**Task brief:**
Scan the records for the string "peak" and copy every line that holds it.

Natural language region descriptions

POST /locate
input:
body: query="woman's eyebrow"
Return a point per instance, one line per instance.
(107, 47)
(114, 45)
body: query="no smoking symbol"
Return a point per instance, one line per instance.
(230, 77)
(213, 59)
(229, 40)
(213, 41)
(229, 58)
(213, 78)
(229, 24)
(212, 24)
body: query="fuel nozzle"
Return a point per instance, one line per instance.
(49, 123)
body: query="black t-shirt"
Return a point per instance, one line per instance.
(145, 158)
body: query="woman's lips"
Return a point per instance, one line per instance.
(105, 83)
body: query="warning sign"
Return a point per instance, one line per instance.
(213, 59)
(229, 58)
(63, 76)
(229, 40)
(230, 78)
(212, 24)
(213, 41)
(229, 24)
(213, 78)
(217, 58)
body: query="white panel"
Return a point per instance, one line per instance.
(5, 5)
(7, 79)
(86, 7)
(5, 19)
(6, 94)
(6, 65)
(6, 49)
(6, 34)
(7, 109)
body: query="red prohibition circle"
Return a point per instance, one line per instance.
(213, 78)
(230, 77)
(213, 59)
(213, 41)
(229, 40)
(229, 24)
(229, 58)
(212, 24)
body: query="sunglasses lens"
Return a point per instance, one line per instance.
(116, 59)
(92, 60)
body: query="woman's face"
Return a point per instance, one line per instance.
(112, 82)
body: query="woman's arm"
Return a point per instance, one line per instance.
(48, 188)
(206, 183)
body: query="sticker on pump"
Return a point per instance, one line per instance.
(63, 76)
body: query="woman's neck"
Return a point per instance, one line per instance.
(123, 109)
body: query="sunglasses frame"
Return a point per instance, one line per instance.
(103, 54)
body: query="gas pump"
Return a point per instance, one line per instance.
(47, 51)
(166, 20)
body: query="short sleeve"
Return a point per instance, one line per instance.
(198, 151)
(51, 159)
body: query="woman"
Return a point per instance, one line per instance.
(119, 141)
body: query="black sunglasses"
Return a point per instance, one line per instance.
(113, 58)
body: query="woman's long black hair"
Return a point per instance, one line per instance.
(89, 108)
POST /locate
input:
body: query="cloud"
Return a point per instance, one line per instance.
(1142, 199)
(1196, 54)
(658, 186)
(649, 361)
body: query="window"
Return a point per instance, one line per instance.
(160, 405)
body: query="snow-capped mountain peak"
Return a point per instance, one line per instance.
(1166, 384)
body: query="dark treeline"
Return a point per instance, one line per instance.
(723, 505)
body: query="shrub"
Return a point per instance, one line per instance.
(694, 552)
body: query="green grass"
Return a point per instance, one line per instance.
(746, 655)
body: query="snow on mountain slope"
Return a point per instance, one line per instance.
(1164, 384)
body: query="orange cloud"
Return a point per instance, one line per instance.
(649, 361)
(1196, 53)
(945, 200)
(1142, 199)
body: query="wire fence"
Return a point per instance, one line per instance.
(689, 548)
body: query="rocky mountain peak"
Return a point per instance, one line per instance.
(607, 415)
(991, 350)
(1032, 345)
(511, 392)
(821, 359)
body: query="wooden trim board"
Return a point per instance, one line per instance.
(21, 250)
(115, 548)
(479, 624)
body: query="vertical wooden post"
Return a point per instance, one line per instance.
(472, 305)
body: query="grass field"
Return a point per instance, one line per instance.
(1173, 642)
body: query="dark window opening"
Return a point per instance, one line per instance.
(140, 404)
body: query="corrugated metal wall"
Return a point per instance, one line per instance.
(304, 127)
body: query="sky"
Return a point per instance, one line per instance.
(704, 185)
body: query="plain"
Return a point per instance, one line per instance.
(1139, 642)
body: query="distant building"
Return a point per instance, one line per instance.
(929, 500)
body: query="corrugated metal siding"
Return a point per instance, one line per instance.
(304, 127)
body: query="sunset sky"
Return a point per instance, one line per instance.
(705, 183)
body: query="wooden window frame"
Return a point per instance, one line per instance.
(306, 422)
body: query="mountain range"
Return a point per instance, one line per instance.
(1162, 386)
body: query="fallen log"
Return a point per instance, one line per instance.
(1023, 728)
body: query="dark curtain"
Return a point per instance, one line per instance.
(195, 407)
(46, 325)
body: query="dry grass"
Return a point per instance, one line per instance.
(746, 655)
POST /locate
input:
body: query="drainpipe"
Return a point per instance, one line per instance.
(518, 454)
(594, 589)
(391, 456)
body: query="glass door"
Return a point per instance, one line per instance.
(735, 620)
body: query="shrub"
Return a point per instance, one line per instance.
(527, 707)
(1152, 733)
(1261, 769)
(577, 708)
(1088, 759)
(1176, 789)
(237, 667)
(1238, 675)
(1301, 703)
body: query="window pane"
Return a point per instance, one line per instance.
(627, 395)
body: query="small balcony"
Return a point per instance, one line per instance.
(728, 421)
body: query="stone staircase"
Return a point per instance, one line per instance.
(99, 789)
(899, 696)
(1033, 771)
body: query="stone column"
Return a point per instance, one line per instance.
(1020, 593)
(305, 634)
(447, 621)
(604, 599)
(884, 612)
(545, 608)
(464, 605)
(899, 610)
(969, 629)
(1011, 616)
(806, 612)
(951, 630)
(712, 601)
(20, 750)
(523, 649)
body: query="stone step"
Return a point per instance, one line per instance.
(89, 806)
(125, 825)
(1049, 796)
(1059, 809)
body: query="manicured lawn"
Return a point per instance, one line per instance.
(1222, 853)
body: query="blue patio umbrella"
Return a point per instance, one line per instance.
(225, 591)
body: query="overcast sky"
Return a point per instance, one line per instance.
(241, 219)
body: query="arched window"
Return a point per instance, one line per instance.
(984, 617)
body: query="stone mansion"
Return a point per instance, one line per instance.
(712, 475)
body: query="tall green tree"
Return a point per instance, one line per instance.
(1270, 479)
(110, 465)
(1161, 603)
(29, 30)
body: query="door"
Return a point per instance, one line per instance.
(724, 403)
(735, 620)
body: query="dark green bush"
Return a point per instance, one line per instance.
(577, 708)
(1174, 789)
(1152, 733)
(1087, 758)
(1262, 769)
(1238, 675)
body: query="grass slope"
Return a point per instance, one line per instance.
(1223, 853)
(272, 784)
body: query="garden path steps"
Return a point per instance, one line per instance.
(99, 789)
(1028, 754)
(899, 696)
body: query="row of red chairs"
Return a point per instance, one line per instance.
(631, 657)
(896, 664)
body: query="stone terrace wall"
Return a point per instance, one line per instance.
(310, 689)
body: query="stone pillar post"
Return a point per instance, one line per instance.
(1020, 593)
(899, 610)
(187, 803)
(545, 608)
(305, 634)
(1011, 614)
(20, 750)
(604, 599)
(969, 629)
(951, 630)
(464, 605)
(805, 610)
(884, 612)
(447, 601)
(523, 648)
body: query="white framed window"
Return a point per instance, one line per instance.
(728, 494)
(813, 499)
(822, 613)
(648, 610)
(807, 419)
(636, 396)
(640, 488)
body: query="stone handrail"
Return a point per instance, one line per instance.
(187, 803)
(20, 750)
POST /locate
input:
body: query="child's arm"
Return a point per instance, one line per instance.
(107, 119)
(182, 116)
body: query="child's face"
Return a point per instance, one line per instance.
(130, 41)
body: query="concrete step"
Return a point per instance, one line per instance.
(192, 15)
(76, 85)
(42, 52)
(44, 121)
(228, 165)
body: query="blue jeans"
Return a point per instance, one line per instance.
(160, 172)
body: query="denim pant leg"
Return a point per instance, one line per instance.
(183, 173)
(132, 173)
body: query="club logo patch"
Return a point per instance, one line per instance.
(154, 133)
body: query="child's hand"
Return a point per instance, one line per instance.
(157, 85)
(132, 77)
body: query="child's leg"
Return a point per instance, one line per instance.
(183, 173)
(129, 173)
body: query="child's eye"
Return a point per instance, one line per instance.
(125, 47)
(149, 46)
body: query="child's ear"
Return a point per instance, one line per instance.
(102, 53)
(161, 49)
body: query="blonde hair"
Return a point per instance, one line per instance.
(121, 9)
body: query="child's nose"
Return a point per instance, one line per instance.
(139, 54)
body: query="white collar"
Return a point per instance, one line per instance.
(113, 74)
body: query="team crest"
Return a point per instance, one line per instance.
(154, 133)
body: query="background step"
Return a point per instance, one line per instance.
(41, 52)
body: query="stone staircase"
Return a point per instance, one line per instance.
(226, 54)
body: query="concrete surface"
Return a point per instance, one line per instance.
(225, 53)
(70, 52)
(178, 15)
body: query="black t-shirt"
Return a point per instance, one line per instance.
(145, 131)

**Response to this task:**
body: query="snow-capped mountain peak"
body: query="rocky mountain peak"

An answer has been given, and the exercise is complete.